PASSAGE CITÉ

◆ ◆ ◆ ◆ ◆ ◆ ◆

On souleva la question des Juifs. « Le Führer répliqua que c’était la faute des Juifs qui, déjà au cours de la guerre mondiale, avaient fait de l’accaparement et du marché noir, leurs principaux domaines d’activité. De même également aujourd’hui en Angleterre les condamnations pour infraction à la réglementation sur le rationnement et autres sont presque exclusivement prononcées contre des Juifs. A la question de Horthy de savoir ce qu’il ferait des Juifs après leur avoir ôté pour ainsi dire tous moyens d’existence — on ne pouvait quand même pas les abattre — le ministre des Affaires étrangères du Reich déclara que les Juifs devaient être ou exterminés ou internés dans des camps de concentration et qu’il n’y avait aucune autre solution ». Ensuite le Führer prit la parole et les qualifia de bacilles de la tuberculose.

En face de ce document, maintenez-vous toujours que l’accusé von Ribbentrop était opposé à la politique de persécution et d’extermination des Juifs ?

TEMOIN VON STEENGRACHT

J’ai déjà déclaré hier que M. von Ribbentrop, chaque fois qu’il était auprès de Hitler...

◆ ◆ ◆ ◆ ◆ ◆ ◆

DONNÉES FOURNIES
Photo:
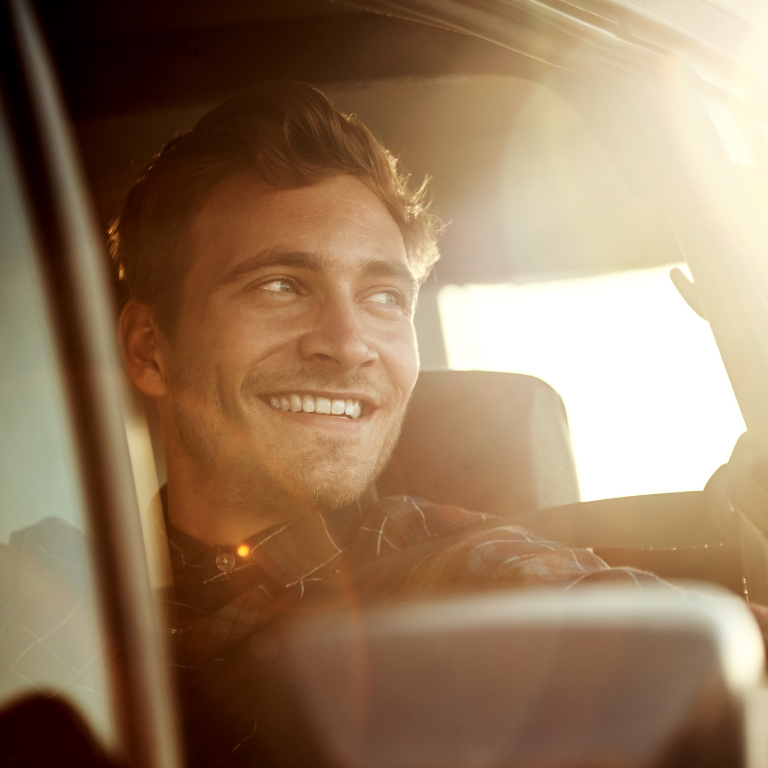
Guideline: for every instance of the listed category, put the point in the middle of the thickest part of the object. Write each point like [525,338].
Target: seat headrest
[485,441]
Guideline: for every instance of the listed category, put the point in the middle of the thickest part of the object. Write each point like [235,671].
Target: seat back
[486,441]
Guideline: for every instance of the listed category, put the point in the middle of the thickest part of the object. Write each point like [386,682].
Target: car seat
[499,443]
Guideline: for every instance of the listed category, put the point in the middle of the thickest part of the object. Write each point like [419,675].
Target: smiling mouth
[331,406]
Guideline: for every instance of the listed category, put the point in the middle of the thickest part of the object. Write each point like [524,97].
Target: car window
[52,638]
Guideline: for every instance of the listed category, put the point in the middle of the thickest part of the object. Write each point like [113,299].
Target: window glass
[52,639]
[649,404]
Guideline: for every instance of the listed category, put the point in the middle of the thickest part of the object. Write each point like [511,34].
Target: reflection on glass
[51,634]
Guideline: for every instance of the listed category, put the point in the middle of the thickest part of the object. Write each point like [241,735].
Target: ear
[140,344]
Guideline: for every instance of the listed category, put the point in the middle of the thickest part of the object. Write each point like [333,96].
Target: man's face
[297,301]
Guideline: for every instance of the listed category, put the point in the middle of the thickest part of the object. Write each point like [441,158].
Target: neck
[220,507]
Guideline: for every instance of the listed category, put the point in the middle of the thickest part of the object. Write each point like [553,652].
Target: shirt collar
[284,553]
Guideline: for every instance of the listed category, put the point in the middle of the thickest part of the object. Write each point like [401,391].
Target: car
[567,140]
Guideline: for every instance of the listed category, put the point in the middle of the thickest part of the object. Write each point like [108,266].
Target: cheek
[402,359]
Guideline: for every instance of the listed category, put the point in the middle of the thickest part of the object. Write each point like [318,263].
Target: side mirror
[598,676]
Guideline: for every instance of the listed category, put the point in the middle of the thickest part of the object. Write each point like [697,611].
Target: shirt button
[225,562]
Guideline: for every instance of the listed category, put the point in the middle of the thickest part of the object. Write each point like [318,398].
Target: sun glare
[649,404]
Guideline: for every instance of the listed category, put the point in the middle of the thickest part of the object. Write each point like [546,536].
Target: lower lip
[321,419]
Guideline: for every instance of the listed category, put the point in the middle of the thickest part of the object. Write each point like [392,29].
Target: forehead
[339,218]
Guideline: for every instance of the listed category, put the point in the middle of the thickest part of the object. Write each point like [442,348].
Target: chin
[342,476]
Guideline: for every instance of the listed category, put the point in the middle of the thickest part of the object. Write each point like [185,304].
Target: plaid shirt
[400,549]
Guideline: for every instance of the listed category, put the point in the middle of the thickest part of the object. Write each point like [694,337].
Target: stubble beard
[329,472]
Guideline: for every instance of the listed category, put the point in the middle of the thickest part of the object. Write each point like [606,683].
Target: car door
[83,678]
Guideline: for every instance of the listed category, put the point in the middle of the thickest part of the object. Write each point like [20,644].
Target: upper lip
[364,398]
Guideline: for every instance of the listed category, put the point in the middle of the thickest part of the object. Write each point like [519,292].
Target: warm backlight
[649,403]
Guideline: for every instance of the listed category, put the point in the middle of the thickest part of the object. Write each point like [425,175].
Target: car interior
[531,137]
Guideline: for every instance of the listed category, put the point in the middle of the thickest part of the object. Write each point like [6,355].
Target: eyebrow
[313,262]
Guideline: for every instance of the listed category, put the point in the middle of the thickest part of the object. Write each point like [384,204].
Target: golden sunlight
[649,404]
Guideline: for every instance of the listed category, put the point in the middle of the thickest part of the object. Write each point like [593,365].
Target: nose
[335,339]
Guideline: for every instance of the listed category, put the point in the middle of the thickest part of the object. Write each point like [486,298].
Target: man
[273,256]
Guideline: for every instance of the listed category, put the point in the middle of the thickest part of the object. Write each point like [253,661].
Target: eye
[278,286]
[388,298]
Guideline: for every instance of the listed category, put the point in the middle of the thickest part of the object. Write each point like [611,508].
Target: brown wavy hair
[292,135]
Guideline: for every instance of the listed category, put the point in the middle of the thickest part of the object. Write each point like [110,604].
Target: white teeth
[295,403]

◆ ◆ ◆ ◆ ◆ ◆ ◆

EXERCICES
1) Répondez à ces questions d'après le passage cité.
(a) Selon Hitler, quels étaient les principaux domaines d'activité des Juifs pendant la guerre mondiale ?
(b) D'après le ministre des Affaires étrangères du Reich, que devaient devenir les Juifs ?
(c) Quel est le nom du témoin qui répond à la fin ?
2) Écrivez la suite du passage cité, après la dernière phrase du témoin.

CORRIGÉ
1)
(a) L'accaparement et le marché noir.
(b) Ils devaient être ou exterminés ou internés dans des camps de concentration, sans aucune autre solution.
(c) Von Steengracht.

2)
COLONEL PHILLIMORE

Cela m’est égal ce que vous avez dit hier. Je vous demande aujourd’hui ; après avoir lu le document, maintenez-vous toujours que Ribbentrop était opposé à la politique de persécution et d’extermination des Juifs ?

TEMOIN VON STEENGRACHT

Je voudrais ici distinguer entre l’instinct naturel de von Ribbentrop et ce qu’il déclarait quand il était sous l’influence de Hitler. Je vous ai déjà dit hier qu’il était dans ces circonstances complètement hypnotisé et qu’il était alors l’instrument de Hitler.

COLONEL PHILLIMORE

Oui, il devenait l’instrument de Hitler. Et à partir de ce moment-là, il était prêt à faire tout ce que Hitler voulait. Il devenait un nazi tout aussi fanatique que n’importe quel autre, n’est-ce pas ?

TEMOIN VON STEENGRACHT

Il suivait aveuglément les ordres de Hitler.

COLONEL PHILLIMORE

Oui, jusqu’au point de s’associer à toutes les atrocités commises ?

TEMOIN VON STEENGRACHT

Comme il n’avait pas de pouvoirs d’exécution, il n’a jamais commis personnellement ces atrocités.

LE PRESIDENT

Quelque autre représentant du Ministère Public veut-il contre-interroger le témoin ?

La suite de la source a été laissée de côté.